Extracted data entries
· · · · ·
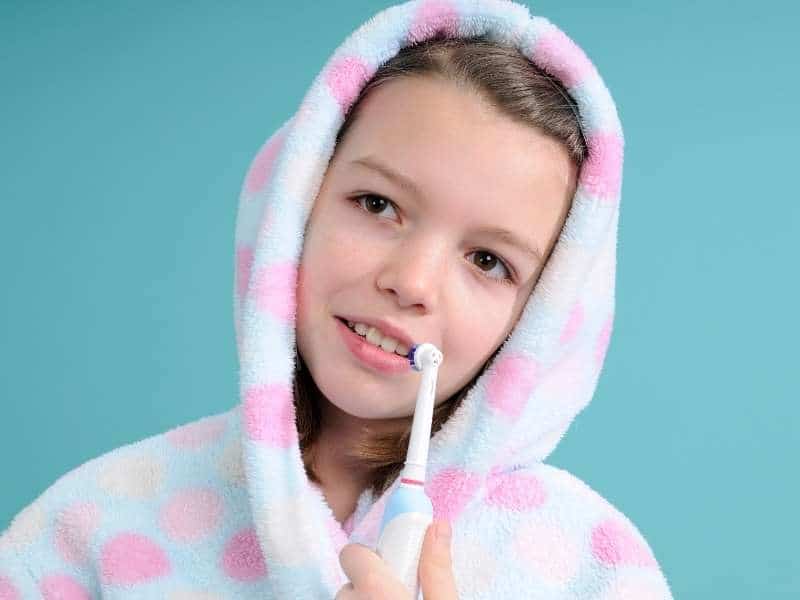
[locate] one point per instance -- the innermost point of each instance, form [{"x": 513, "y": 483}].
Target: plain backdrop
[{"x": 127, "y": 128}]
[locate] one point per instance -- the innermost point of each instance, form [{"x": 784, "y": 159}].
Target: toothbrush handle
[{"x": 400, "y": 546}]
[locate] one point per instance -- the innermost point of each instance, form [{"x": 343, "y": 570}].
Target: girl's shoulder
[
  {"x": 146, "y": 493},
  {"x": 554, "y": 532}
]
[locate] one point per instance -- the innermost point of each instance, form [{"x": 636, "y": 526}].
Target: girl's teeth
[
  {"x": 374, "y": 337},
  {"x": 389, "y": 344}
]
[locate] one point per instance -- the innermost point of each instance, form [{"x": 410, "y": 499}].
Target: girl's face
[{"x": 420, "y": 249}]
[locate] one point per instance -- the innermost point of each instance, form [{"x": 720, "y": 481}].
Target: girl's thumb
[{"x": 435, "y": 565}]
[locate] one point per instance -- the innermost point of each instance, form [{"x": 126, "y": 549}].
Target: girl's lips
[{"x": 372, "y": 356}]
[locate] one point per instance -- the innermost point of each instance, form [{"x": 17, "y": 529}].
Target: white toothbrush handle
[{"x": 400, "y": 546}]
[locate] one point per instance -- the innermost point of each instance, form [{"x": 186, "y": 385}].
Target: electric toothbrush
[{"x": 409, "y": 511}]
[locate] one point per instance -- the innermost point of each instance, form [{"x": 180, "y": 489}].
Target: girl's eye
[
  {"x": 486, "y": 261},
  {"x": 373, "y": 203}
]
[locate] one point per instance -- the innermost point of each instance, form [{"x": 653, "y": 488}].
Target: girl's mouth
[{"x": 374, "y": 357}]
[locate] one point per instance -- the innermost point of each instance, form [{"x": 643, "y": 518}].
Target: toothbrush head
[{"x": 423, "y": 356}]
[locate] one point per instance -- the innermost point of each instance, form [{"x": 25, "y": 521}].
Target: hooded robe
[{"x": 223, "y": 508}]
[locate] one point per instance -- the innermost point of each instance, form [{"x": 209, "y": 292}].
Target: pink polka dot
[
  {"x": 603, "y": 340},
  {"x": 191, "y": 514},
  {"x": 450, "y": 490},
  {"x": 195, "y": 435},
  {"x": 433, "y": 17},
  {"x": 132, "y": 558},
  {"x": 269, "y": 415},
  {"x": 557, "y": 54},
  {"x": 261, "y": 168},
  {"x": 511, "y": 383},
  {"x": 7, "y": 590},
  {"x": 614, "y": 544},
  {"x": 601, "y": 172},
  {"x": 73, "y": 530},
  {"x": 274, "y": 287},
  {"x": 242, "y": 559},
  {"x": 62, "y": 587},
  {"x": 345, "y": 78},
  {"x": 515, "y": 491},
  {"x": 573, "y": 325},
  {"x": 244, "y": 262}
]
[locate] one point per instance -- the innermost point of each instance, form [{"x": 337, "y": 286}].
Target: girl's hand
[{"x": 371, "y": 579}]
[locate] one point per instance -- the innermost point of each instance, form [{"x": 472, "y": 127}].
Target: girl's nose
[{"x": 415, "y": 274}]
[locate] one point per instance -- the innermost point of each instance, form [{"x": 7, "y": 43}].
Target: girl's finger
[
  {"x": 435, "y": 564},
  {"x": 346, "y": 592},
  {"x": 362, "y": 566}
]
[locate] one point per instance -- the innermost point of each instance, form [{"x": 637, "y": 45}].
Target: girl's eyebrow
[
  {"x": 387, "y": 172},
  {"x": 408, "y": 185}
]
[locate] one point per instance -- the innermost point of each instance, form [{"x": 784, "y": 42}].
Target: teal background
[{"x": 127, "y": 128}]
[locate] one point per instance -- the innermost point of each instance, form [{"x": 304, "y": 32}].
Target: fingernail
[{"x": 443, "y": 531}]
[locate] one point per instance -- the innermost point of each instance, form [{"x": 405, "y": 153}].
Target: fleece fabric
[{"x": 222, "y": 507}]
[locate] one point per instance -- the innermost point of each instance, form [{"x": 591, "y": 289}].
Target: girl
[{"x": 452, "y": 176}]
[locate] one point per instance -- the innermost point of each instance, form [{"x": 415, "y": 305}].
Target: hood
[{"x": 542, "y": 377}]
· · · · ·
→ SHORT EXERCISE: Repeat the material above verbatim. Leave the pictures behind.

→ FINISHED ANSWER:
[locate] one point per instance -- the innermost point of each instance, form [{"x": 513, "y": 483}].
Target: plain backdrop
[{"x": 127, "y": 128}]
[locate] one point per instance -- the innermost point of each instance, form [{"x": 784, "y": 159}].
Target: toothbrush handle
[{"x": 400, "y": 546}]
[locate] one point per instance -- the innermost point of each instance, form [{"x": 343, "y": 570}].
Target: girl's shoulder
[
  {"x": 146, "y": 493},
  {"x": 554, "y": 532}
]
[locate] one point per instance -- the innermost point of each instance, form [{"x": 636, "y": 526}].
Target: girl's teeth
[
  {"x": 374, "y": 337},
  {"x": 389, "y": 344}
]
[locate] one point per instance -- the innermost point of each instance, form [{"x": 410, "y": 499}].
Target: girl's face
[{"x": 420, "y": 249}]
[locate] one point per instance -- the innermost point of each instance, form [{"x": 720, "y": 481}].
Target: girl's thumb
[{"x": 435, "y": 565}]
[locate] one point per instance -- the innermost point of each instance, form [{"x": 126, "y": 549}].
Target: girl's lips
[{"x": 372, "y": 356}]
[locate] one point per instance -- the innermost point of each instance, form [{"x": 17, "y": 529}].
Target: white toothbrush handle
[{"x": 400, "y": 546}]
[locate] one point per instance -- the innermost point of each instance, form [{"x": 186, "y": 385}].
Target: electric toothbrush
[{"x": 409, "y": 511}]
[locate] one point per instance -- the innermost point of each instance, form [{"x": 180, "y": 489}].
Target: girl's eye
[
  {"x": 486, "y": 261},
  {"x": 373, "y": 203}
]
[locate] one point per instance -- the innermost point of each instance, form [{"x": 653, "y": 488}].
Target: girl's mouth
[{"x": 374, "y": 357}]
[locate] one point per instance -- the innermost point of each instance, form [{"x": 643, "y": 518}].
Target: toothbrush head
[{"x": 423, "y": 356}]
[locate] one point per instance -- the innermost point of each instance, form [{"x": 25, "y": 521}].
Target: hooded robe
[{"x": 223, "y": 508}]
[locate] one point per instance -- the innermost point of each instance, form [{"x": 209, "y": 292}].
Target: pink polka dot
[
  {"x": 603, "y": 340},
  {"x": 191, "y": 514},
  {"x": 450, "y": 490},
  {"x": 195, "y": 435},
  {"x": 433, "y": 17},
  {"x": 132, "y": 558},
  {"x": 269, "y": 415},
  {"x": 557, "y": 54},
  {"x": 261, "y": 168},
  {"x": 511, "y": 383},
  {"x": 7, "y": 590},
  {"x": 614, "y": 544},
  {"x": 601, "y": 172},
  {"x": 73, "y": 530},
  {"x": 274, "y": 287},
  {"x": 242, "y": 559},
  {"x": 62, "y": 587},
  {"x": 345, "y": 78},
  {"x": 515, "y": 491},
  {"x": 573, "y": 325},
  {"x": 244, "y": 262}
]
[locate] one point per instance -- the innermost point of each instance, form [{"x": 337, "y": 286}].
Target: girl's hand
[{"x": 371, "y": 579}]
[locate] one point per instance -- the innermost point of each instance, form [{"x": 472, "y": 127}].
Target: girl's nose
[{"x": 415, "y": 274}]
[locate] one point per instance -- the innermost point of each instance, form [{"x": 7, "y": 43}].
Target: girl's finger
[
  {"x": 435, "y": 564},
  {"x": 346, "y": 592},
  {"x": 362, "y": 566}
]
[locate] one point per instance -- the innermost point of each instance, form [{"x": 637, "y": 45}].
Target: girl's eyebrow
[
  {"x": 387, "y": 172},
  {"x": 408, "y": 185}
]
[locate] one point per instance -- the innermost point of each instance, form [{"x": 784, "y": 42}].
Target: teal background
[{"x": 127, "y": 128}]
[locate] one point per instance -- the innermost point of each instance, form [{"x": 304, "y": 32}].
Target: fingernail
[{"x": 443, "y": 531}]
[locate] one point per instance -- the innermost point of each instance, form [{"x": 405, "y": 153}].
Target: fleece fabric
[{"x": 222, "y": 507}]
[locate] one point per instance -- the innermost point of each instance, form [{"x": 591, "y": 289}].
Target: girl
[{"x": 452, "y": 176}]
[locate] one point per instance -- the innermost point of each instance, form [{"x": 415, "y": 305}].
Target: hood
[{"x": 542, "y": 377}]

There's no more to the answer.